### Task instructions
Word for word, restate the entries that follow.

### Material for this exercise
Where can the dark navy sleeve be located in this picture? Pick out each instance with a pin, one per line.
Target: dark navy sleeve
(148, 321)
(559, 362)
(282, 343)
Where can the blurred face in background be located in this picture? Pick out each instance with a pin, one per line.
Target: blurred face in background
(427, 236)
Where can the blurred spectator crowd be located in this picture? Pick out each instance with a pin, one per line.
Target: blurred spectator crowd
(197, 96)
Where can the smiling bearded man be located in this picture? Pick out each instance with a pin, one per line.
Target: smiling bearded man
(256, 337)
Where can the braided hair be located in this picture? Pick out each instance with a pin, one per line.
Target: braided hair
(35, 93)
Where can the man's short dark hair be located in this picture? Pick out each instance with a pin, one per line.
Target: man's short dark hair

### Output below
Where can the dark navy sleeve be located in this picture? Pick out each instance with a pin, one per line.
Target: dark navy sleeve
(148, 321)
(559, 362)
(282, 343)
Where can the blurred face in background be located in this picture? Pick out each instance with a pin, one per line.
Target: blurred face in background
(427, 236)
Where can the blurred spectator crowd be located in this picture? Pick out each instance with a pin, one per line.
Target: blurred spectator crowd
(197, 96)
Where can the smiling bearded man be located in this picture? Pick out each instance with a pin, one per line.
Target: smiling bearded man
(256, 337)
Where can the braided hair be located in this picture? Pick out each instance with a pin, one per line.
Target: braided hair
(35, 93)
Where can the man's short dark hair be located in this picture? Pick out each instance with a pin, one per line.
Target: man's short dark hair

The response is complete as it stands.